Lord Chaitanya took sannyasa so that offenders would not blaspheme Him; rather, they would offer Him respect, if for no other reason than because He was a sannyasi. In Vedic culture, even today, people offer respect to sannyasis. Thus Lord Chaitanya took sannyasa for the sake of the fallen souls, to deliver them. That is the external reason.

The internal reason is explained in a confidential talk that Lord Chaitanya had with Lokanatha Gosvami, as recorded in the book Prema-vilasa, by Nityananda dasa, a disciple of Jahnava-devi, the eternal consort of Nityananda Prabhu and the leader of the Gaudiya Vaishnavas after the disappearance of Sri Chaitanya Mahaprabhu and His associates. Srila Prabhupada cites Prema-vilasa in a purport in Sri Caitanya-caritamrta, quoting Srila Bhaktisiddhanta Sarasvati Thakura’s Anubhasya.
══════════
#### [Exercise directions]
Continue the passage about why Lord Chaitanya took sannyasa, starting right after its last sentence.

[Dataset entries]
══════════
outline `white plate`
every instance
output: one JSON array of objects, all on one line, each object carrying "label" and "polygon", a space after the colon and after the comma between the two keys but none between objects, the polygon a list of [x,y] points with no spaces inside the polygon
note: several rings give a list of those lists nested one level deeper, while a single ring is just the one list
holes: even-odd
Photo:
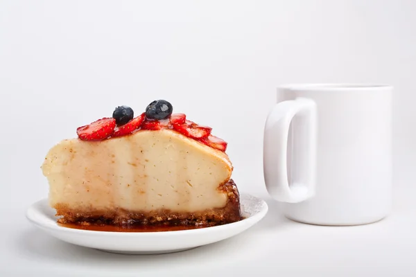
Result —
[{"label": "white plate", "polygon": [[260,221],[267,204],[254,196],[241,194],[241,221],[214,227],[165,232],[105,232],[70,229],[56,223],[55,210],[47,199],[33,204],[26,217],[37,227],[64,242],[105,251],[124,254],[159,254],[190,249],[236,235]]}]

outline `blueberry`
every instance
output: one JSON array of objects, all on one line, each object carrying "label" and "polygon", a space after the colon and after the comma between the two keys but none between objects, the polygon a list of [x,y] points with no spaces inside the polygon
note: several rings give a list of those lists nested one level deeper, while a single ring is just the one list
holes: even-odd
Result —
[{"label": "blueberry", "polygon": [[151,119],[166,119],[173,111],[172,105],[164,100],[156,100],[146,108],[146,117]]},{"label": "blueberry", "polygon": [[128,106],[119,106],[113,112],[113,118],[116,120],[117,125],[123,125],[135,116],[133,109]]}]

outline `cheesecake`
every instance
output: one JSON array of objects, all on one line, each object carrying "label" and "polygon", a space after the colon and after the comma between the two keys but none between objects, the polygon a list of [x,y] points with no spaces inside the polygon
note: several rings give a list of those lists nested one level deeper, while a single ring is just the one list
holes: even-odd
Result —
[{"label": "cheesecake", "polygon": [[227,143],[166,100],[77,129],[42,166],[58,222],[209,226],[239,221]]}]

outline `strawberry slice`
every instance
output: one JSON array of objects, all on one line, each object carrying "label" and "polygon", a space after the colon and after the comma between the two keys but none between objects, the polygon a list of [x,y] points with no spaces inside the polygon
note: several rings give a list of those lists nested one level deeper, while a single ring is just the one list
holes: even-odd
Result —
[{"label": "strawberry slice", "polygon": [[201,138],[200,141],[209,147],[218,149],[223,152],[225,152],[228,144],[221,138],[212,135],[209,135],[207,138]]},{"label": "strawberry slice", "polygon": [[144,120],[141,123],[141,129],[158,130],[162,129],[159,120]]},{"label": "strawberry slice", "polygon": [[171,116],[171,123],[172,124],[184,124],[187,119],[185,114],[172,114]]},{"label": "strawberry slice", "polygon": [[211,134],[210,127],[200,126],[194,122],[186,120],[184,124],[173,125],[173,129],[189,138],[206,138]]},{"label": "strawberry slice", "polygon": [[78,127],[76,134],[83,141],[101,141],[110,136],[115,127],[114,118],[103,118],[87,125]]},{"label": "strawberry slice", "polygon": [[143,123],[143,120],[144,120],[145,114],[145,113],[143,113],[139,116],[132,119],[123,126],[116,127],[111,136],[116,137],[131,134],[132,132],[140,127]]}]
══════════
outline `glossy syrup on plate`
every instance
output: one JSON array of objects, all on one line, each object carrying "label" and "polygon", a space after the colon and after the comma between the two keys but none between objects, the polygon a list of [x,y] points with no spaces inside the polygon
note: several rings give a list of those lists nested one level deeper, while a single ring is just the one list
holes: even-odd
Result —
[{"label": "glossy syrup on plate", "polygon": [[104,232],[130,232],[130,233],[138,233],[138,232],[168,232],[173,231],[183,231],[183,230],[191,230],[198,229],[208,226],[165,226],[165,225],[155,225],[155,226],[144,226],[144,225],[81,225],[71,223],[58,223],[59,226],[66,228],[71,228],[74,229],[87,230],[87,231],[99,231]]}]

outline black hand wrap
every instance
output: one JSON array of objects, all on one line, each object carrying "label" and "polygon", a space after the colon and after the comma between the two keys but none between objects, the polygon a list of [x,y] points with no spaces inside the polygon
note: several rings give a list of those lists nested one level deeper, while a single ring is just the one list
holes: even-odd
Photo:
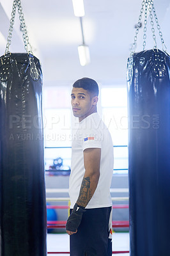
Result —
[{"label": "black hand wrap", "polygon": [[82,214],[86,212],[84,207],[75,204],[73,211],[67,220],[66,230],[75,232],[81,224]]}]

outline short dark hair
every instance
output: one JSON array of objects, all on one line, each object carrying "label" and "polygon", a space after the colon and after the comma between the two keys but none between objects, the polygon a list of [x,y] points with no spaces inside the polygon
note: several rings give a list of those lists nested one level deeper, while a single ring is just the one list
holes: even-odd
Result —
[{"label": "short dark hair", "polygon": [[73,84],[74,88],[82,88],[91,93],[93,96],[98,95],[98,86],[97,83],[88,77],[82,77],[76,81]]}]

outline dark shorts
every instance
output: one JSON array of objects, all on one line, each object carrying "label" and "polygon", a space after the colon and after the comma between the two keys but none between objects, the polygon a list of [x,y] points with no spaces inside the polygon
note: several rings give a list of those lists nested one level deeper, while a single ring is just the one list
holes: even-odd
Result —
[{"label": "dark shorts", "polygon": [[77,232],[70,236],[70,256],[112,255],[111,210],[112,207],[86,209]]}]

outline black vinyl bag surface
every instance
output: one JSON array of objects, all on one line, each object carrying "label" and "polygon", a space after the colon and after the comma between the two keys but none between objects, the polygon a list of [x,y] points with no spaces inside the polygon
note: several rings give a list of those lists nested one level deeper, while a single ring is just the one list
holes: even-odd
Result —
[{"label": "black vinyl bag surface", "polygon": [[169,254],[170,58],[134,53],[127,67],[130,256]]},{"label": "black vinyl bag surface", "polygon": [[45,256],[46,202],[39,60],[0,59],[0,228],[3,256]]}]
══════════
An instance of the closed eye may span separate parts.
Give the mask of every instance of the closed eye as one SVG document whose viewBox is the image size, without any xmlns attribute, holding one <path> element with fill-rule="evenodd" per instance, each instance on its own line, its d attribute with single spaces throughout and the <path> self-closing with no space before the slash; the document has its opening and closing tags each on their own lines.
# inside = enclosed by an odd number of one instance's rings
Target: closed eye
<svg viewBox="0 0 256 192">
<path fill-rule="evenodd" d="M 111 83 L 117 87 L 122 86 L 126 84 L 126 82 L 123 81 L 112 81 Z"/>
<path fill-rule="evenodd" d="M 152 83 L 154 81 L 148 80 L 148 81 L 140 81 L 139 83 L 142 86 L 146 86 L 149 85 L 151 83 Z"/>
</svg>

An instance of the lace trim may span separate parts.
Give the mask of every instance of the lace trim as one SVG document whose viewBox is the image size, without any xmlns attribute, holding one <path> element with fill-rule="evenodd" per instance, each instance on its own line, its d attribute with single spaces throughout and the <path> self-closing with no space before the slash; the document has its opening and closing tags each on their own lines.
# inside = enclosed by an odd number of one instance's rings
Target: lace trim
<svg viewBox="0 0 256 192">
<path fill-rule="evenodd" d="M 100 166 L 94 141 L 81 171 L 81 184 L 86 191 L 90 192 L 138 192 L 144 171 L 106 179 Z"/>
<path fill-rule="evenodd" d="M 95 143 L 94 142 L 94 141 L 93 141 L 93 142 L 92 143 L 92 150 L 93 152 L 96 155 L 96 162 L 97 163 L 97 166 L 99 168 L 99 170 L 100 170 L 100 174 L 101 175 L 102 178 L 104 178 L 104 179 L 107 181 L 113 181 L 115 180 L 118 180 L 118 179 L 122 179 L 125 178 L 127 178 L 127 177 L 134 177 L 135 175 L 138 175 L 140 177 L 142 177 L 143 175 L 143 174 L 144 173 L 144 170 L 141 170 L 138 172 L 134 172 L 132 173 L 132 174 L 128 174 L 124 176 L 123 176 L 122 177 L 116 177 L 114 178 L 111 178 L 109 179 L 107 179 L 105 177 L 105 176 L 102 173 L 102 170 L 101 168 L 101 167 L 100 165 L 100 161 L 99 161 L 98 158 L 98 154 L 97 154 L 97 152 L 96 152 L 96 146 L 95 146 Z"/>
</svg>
══════════
#### [Reply]
In this confidential talk Lord Chaitanya reveals His innermost thoughts to Lokanatha Gosvami: “I feel restless remaining silent about My appearance and mission. I have come into the material world and have directed some people to Nityananda Prabhu and Advaita Acarya, but who will actually hear from Me and understand My personal mission? To whom can I reveal My heart?”

“I carry deep pain within My heart for two reasons,” He told Lokanatha Gosvami. “One is that there is a brahman who has criticized Me. He does not recognize Krishna’s supreme position. Instead of worshiping Krishna, he worships Krishna’s servants, the demigods, and for his offenses he is going to hell. For the sake of such brahmans, I shall accept the renounced order of life and become their guru.” (A sannyasi is considered the spiritual master of all the varnas and ashramas, and a brahman is also expected to offer obeisances to a sannyasi.)

Then Lord Chaitanya said that there was another, internal reason for His taking sannyasa. He said that He felt great pain in His heart because He was indebted to Srimati Radharani for Her glorious, pure love for Him and He was unable to repay His debt.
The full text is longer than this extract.